**Activity**:
Repeat the listing below in full and exactly. Pictures are to be omitted.

------ Stored data ------

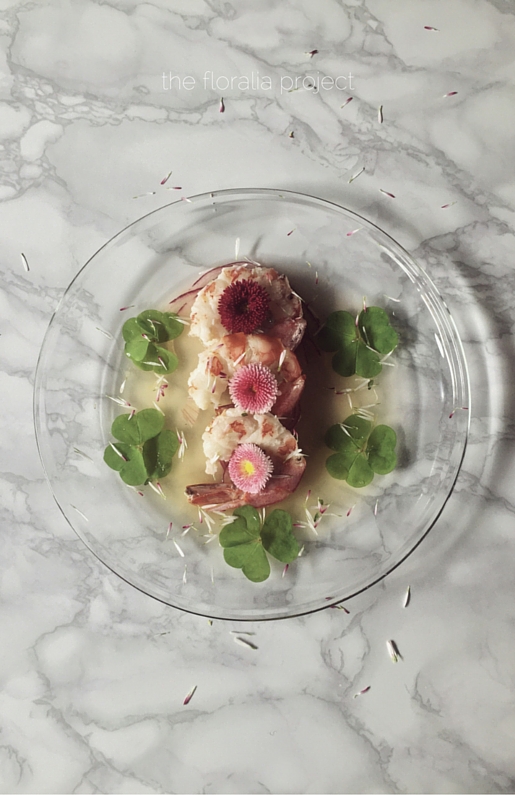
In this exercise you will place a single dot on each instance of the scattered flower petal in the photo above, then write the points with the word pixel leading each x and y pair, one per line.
pixel 104 332
pixel 190 694
pixel 177 547
pixel 120 401
pixel 244 642
pixel 79 452
pixel 393 651
pixel 157 488
pixel 352 180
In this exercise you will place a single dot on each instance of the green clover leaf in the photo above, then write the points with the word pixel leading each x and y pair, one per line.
pixel 132 470
pixel 357 346
pixel 375 327
pixel 158 453
pixel 142 426
pixel 143 336
pixel 242 545
pixel 360 451
pixel 277 536
pixel 145 449
pixel 245 541
pixel 381 449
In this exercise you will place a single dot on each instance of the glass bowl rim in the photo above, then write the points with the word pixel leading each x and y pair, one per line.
pixel 261 192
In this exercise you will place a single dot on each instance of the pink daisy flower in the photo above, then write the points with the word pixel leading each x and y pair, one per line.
pixel 250 468
pixel 253 388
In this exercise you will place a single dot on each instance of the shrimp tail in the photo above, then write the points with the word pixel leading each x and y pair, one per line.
pixel 290 331
pixel 227 497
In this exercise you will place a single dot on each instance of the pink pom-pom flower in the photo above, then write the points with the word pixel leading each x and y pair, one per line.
pixel 250 468
pixel 253 388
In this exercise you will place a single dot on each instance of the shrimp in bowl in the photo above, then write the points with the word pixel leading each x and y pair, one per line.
pixel 208 382
pixel 251 299
pixel 263 435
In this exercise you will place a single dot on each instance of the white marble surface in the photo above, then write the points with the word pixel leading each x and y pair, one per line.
pixel 93 673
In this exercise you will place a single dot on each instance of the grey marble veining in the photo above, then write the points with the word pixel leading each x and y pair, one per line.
pixel 94 673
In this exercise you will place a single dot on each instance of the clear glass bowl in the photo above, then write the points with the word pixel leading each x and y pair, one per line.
pixel 423 397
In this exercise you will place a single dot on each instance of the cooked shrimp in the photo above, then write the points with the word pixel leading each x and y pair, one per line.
pixel 208 382
pixel 285 310
pixel 226 432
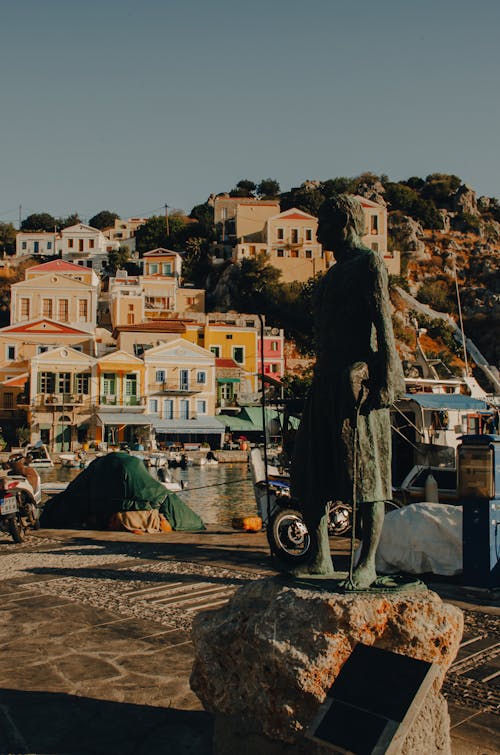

------

**Result for this task**:
In this exercise you will place a single dot on each instance of the scattered flower petal in the photo above, then write the points with the word pixel leading each x and y pair, one per line.
pixel 104 332
pixel 190 694
pixel 177 547
pixel 120 401
pixel 244 642
pixel 79 452
pixel 393 651
pixel 157 488
pixel 352 180
In this exercise you will place a single dot on each instance of the green clover leaf in the photo above, then write the points with the word pixel leading each x and y pair, one per line.
pixel 132 470
pixel 357 346
pixel 375 327
pixel 158 453
pixel 142 426
pixel 143 336
pixel 242 545
pixel 360 451
pixel 277 536
pixel 145 449
pixel 245 541
pixel 381 449
In this exercise you will place a single dot on each instance of the glass bowl rim in the photo above, then write the points with the word pixel leading each x and y pair, one per line.
pixel 261 192
In this exercise you will place a single dot on each instance of the pink daisy flower in the photo above, then write the points with the word pixel leading each x and y pair, one per line.
pixel 250 468
pixel 253 388
In this exercise you will place a single dot on each instance of the shrimp tail in the photo above, then write the points with the word pixel leading each x and y pair, one per line.
pixel 290 331
pixel 227 497
In this exercise you will place a single dot on each instance of the pink pom-pom flower in the photo above, then write the points with the word pixel leading each x and y pair, one per line.
pixel 250 468
pixel 253 388
In this exercise you will place a single dot on each instance of the shrimp in bowl in the photo above, then write the points with the word pixel leading each x and y pair, one per line.
pixel 208 382
pixel 251 299
pixel 263 435
In this exercise you will place a single dot on each instance of the white marble surface in the photo above, then write the points with the word pixel leading each x and y pair, one per line.
pixel 93 673
In this exercise you will place a single dot on each instance of the grey marble veining in the photo above, then write the points with the word pixel leading each x and y pair, one per line.
pixel 94 673
In this exercise you will place a single dot on each instance of the clear glass bowl in the photo above, then write the points with the word pixel leading each x and y pair, one per line.
pixel 423 397
In this exercise you will place a single dot on each instance of the cooked shrimp in the photo above, then write the points with the word pixel leading each x and y pair, one per line.
pixel 208 382
pixel 285 310
pixel 226 432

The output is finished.